___ Texte à étudier
T’as d’beaux vieux, tu sais !

Je n’irai pas par quatre chemins, et annoncerai d’emblée la couleur (rouge, celles des chaises du Poche) : je ne voudrais pas être à la place du prochain metteur en scène à avoir l’idée de monter cette pièce de Ionesco, tellement le trio Stéphanie Tesson, Catherine Salviat et Jean-Paul Farré a placé la barre très haute en nous proposant cette merveilleuse version.

Oui, j’assume l’épithète ! Merveilleuse !
Une réussite totale qui nous plonge dans une folie burlesque complètement maîtrisée de bout en bout
.

Cette pièce détonne (et détone aussi) quelque peu dans l’œuvre de Ionesco.

Alors que le théâtre de l’absurde est évidemment la principale caractéristique de la dramaturgie de cet auteur majeur du XXème siècle, Les chaises se situerait plutôt dans un théâtre de l’irrationnel ou du fantastique, même.
Une pièce qui nous provoque : comment trouver un message à cette œuvre, dès lors que l’auteur fait en sorte que son personnage principal ne parvienne pas à annoncer au monde et à l’univers entiers, le sien, de message !

Œuvre métaphysique, pièce qui pointe le vide intersidéral de nos existences, pièce que la quête de l’absolu, propos sur la supposée vérité de nos consciences ?
C’est tout à la fois, et encore bien plus, ce que voudra bien y trouver en tout cas chacun des spectateurs.

Un vieux et une vieille, donc.

Près de deux-cents ans à eux deux, mariés depuis soixante-quinze ans.
Lui, maréchal des logis, a concocté durant toute son existence un message ultime à délivrer à l’humanité entière. Pas moins !


Le couple attend les invités qui vont recevoir le discours prononcé par un orateur qui ne va pas tarder à venir.
Un coup de sonnette retentit, puis d’autres. Une foule arrive qu’il faut installer.
Une dame de la haute, un colonel, des journalistes, un photograveur, etc, etc.
Même l’empereur sera présent, c’est vous dire…

Pour interpréter ces deux rôles très exigeants, il faut deux sacrés comédiens, capables de faire passer la folie, la dérision mais aussi l’humour ravageur côtoyant une forme de désespérance du texte.
Deux comédiens qui en permanence, vont nous confronter à une ambivalence des personnages : nous devons à la fois croire à l’existence du message, et à sa non-existence.

Catherine Salviat et Jean-Paul Farré sont évidemment ces deux comédiens-là !
Durant une heure et dix minutes, les deux vont nous livrer une magnifique performance.

Ce qu’ils vont nous dire et nous montrer relève purement et simplement de la leçon de théâtre.
______
___ Extraits de données
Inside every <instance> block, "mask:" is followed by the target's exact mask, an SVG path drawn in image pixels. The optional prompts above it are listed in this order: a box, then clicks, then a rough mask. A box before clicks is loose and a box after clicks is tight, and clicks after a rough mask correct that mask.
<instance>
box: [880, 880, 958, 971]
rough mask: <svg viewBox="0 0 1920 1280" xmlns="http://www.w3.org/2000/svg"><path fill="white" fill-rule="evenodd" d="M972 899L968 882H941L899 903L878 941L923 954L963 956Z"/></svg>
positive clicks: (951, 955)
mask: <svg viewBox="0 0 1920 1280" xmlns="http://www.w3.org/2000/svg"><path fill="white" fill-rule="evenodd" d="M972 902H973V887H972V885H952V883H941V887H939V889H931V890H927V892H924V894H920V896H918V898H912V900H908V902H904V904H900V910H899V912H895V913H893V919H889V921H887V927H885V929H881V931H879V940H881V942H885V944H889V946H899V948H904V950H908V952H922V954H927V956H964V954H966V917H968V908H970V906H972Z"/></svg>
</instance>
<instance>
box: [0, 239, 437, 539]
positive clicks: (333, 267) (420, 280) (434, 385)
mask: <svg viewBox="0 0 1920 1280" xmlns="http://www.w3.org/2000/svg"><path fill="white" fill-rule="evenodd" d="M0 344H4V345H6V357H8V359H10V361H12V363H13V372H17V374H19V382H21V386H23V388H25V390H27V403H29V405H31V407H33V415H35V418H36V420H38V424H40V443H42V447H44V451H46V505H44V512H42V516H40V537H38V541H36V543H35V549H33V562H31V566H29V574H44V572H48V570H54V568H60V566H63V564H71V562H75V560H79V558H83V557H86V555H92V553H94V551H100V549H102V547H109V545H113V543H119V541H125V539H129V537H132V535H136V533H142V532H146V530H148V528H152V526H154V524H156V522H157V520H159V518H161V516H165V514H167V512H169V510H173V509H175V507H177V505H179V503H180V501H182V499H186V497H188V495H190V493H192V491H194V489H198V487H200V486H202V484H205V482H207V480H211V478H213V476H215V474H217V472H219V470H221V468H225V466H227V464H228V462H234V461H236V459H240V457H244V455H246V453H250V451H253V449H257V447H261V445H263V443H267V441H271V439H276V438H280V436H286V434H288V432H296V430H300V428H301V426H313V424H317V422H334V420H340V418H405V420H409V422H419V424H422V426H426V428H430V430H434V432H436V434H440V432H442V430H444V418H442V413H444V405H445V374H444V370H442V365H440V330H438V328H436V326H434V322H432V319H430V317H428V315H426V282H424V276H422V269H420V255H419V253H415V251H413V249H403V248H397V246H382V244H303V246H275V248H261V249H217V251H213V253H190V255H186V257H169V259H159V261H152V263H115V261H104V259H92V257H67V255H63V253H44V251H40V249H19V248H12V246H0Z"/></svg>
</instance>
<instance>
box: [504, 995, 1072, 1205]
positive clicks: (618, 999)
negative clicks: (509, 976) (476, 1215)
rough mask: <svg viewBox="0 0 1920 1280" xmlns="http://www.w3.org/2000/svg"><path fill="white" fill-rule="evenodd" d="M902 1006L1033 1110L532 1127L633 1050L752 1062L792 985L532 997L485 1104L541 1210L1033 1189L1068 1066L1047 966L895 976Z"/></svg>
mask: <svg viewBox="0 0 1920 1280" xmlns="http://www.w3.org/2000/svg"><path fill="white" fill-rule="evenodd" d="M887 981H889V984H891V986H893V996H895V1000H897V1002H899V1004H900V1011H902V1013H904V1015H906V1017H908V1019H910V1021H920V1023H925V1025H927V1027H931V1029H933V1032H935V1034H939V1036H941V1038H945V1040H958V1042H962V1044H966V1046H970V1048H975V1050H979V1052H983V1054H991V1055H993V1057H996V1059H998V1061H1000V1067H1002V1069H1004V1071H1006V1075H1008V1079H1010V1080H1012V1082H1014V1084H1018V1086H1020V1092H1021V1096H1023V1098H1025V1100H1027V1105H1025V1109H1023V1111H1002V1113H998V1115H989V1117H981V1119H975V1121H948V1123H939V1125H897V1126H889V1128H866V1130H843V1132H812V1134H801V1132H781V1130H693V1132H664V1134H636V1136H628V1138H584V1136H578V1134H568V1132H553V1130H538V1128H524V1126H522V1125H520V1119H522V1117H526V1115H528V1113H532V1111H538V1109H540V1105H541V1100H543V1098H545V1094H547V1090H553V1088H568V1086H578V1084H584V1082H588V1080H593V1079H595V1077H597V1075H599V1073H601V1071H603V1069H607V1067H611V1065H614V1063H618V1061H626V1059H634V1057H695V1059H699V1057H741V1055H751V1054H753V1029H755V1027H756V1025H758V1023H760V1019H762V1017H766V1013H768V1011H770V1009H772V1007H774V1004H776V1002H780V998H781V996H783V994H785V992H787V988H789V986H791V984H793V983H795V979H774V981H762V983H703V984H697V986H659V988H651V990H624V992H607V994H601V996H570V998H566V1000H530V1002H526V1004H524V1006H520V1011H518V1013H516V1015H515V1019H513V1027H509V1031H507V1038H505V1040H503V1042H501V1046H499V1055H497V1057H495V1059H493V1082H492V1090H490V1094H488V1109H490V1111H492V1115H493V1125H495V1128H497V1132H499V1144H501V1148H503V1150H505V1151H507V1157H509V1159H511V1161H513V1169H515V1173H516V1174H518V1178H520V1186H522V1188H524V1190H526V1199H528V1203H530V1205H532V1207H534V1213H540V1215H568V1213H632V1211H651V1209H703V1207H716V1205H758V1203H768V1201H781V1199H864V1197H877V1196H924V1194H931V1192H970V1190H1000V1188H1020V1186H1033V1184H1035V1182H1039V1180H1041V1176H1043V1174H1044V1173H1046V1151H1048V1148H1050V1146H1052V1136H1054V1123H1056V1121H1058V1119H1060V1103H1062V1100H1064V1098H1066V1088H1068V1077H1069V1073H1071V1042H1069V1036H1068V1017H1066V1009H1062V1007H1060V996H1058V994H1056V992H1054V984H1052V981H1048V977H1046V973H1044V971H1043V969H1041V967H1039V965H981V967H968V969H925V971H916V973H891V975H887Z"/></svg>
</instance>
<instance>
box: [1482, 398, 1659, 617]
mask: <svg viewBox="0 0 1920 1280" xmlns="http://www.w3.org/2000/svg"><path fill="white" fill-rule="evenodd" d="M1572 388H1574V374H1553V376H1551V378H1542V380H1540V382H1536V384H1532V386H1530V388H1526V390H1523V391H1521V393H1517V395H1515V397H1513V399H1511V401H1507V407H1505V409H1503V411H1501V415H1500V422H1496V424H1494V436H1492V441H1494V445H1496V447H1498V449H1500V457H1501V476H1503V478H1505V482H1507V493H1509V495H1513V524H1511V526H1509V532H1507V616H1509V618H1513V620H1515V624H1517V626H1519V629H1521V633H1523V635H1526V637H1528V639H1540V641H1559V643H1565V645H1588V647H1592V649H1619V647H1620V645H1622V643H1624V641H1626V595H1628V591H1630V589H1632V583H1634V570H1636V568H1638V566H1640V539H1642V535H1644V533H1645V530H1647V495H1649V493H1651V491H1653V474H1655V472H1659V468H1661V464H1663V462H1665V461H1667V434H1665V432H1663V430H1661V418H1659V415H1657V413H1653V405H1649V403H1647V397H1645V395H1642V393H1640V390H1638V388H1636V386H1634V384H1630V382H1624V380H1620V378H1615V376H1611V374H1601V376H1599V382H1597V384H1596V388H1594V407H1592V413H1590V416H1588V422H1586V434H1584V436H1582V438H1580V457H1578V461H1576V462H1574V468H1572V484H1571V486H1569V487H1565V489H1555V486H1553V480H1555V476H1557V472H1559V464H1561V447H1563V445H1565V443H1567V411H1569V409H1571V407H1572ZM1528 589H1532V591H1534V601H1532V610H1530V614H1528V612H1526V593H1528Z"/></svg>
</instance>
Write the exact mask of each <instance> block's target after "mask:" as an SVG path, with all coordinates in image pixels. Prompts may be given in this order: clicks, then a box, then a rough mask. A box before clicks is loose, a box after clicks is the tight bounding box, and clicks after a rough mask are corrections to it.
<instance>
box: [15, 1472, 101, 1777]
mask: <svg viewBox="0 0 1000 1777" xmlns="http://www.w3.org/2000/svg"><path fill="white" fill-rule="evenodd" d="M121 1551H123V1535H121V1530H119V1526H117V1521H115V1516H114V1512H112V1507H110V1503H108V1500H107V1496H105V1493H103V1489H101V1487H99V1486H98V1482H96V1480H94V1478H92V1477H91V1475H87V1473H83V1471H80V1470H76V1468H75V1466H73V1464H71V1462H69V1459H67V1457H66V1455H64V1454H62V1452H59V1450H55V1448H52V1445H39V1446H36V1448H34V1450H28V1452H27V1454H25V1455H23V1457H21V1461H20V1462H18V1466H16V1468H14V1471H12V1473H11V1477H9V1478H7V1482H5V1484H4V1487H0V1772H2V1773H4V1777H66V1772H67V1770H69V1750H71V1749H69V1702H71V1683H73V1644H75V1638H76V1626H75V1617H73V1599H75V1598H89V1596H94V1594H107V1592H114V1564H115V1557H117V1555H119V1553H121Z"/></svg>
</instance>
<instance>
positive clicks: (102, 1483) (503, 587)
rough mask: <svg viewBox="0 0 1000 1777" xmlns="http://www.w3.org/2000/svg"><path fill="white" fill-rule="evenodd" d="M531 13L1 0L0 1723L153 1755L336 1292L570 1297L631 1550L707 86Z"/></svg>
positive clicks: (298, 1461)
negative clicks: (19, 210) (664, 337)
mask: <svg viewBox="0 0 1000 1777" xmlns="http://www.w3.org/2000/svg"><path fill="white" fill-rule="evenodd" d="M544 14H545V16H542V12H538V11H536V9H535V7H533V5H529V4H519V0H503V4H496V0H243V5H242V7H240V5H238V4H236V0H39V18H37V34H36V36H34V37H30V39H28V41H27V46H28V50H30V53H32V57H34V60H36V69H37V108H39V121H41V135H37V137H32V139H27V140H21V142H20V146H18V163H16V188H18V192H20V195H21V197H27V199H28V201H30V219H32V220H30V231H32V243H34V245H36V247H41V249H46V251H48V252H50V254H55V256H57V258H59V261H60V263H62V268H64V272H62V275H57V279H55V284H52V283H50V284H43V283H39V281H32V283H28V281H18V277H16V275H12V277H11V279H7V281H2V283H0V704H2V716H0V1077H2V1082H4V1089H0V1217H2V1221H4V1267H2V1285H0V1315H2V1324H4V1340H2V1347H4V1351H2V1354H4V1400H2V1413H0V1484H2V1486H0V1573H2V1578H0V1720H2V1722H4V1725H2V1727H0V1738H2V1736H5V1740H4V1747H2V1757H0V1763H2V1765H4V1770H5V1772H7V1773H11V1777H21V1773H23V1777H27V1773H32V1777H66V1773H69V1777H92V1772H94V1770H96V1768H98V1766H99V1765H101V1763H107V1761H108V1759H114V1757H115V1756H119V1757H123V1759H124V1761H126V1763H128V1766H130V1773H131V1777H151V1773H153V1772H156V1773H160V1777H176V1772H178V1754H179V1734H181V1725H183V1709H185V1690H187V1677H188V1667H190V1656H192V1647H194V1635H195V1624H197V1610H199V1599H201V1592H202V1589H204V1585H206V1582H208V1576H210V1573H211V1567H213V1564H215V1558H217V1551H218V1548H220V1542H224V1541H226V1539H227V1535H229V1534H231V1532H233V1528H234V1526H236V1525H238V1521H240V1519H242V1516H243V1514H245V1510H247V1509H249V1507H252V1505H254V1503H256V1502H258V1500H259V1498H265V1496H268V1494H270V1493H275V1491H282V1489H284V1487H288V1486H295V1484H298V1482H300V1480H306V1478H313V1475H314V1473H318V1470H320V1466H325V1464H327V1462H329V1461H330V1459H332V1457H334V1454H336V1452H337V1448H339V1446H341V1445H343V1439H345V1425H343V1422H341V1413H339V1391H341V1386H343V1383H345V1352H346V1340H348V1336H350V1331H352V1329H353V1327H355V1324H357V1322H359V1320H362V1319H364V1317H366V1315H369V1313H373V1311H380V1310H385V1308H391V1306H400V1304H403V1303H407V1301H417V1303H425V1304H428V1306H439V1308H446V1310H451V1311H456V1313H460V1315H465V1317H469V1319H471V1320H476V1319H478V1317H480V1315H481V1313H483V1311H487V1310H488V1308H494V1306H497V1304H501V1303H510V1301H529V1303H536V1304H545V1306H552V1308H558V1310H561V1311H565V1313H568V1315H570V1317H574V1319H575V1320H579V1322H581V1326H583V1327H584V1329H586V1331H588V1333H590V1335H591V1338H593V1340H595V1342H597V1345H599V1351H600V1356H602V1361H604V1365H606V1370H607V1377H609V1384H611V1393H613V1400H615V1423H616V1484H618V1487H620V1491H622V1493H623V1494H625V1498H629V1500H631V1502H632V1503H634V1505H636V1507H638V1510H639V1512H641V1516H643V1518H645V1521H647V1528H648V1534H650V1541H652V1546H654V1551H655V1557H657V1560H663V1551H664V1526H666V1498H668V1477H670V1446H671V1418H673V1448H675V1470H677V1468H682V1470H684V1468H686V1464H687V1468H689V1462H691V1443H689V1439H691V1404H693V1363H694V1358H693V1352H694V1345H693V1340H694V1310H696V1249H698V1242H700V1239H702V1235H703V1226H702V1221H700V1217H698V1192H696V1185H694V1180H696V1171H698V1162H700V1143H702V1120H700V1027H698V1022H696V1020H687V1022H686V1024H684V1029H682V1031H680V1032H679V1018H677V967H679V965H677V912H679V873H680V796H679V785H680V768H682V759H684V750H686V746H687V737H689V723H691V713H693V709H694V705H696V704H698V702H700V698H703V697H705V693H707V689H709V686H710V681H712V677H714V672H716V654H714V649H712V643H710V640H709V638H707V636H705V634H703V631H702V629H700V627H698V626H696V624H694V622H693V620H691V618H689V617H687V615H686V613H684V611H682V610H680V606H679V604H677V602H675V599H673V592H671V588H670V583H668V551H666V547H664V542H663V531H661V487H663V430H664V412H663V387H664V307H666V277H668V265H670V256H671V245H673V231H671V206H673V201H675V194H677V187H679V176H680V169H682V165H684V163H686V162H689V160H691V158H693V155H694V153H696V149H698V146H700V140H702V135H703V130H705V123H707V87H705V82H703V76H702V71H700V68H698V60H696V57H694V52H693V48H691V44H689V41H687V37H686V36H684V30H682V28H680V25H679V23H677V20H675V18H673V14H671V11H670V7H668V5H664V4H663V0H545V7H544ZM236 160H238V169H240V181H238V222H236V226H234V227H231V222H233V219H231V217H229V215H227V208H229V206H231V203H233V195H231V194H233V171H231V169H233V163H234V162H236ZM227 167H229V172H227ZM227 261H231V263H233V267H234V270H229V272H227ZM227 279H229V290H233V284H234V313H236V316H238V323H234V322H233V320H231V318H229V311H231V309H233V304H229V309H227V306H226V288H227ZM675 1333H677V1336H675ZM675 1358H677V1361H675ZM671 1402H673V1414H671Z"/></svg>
______
:: Consigne ::
Reprenez la critique de la pièce Les chaises de Ionesco et écrivez la suite de sa dernière phrase.

:: Résultat de l'exercice ::
Melle Salviat et M. Farré ne vont pas ménager leur peine.

Durant ces soixante-dix minutes, mis en scène de façon on ne peut plus énergique et organique par Stéphanie Tesson, ils vont se dépenser sans compter, insufflant une sidérante énergie à ces deux vieux.

Un signe qui ne trompe pas : ils portent aux pieds des chaussures souples d’acrobatie.

Il en faut de l’énergie pour investir comme ils le font la totalité de la salle du petit-poche, le plateau, sautant, se roulant par terre, grimpant sur l’estrade, le piano ou les chaises.


Ah ces chaises !

Dans une scène délirante, étonnante, époustouflante, ils vont créer à eux deux un véritable chaos jubilatoire, provoquant l’hilarité générale et il faut bien le dire une véritable et délicieuse stupéfaction.

Je ne peux vous en dire plus, afin de vous laisser vous aussi la surprise, mais cette scène restera à jamais gravée dans ma mémoire.

Et puis l’art, le talent, le métier de ces deux grands de la scène !

Tous les apprentis-comédiens devraient venir les voir jouer !

Le ton est immédiatement donné, dès leur apparition sur le plateau : dans les beaux costumes de Corinne Rossi (je viens d’écrire un pléonasme), sur lesquels Marguerite Danguy des Deserts a peint des éléments contribuant au burlesque général, maquillés assez fortement, ils ne laissent planer que peu de doutes : nous avons devant nous des clowns plus ou moins tristes, des augustes dérisoires et pathétiques, au sens premier du terme.
Là aussi, les parti-pris fonctionnent à la perfection.

 

Catherine Salviat est cette vieille, admirative de son mari tout en lui reprochant son manque d’ambition.

Elle confère à son personnage quelque chose d’enfantin. (A bien des égards, le monde l’enfance est très présent dans ce texte.)

Ses mimiques de gamine, sa façon de dire certaines répliques avec une voix de petite fille, ses ruptures épatantes, certaines de ses gestuelles pouvant faire penser à une poupée animée, tout ceci relève d’une grande composition.

Qu’est-ce qu’elle nous fait rire, à dialoguer avec ses invités fantômes, faisant parfois les questions et les réponses !
Son « le maréchâââl » est formidable !

La sociétaire honoraire de la Comédie-Française nous ravit une nouvelle fois, nous rappelant s’il en était encore besoin qu’elle peut tout jouer, même là où l’on ne l’attendrait pas forcément.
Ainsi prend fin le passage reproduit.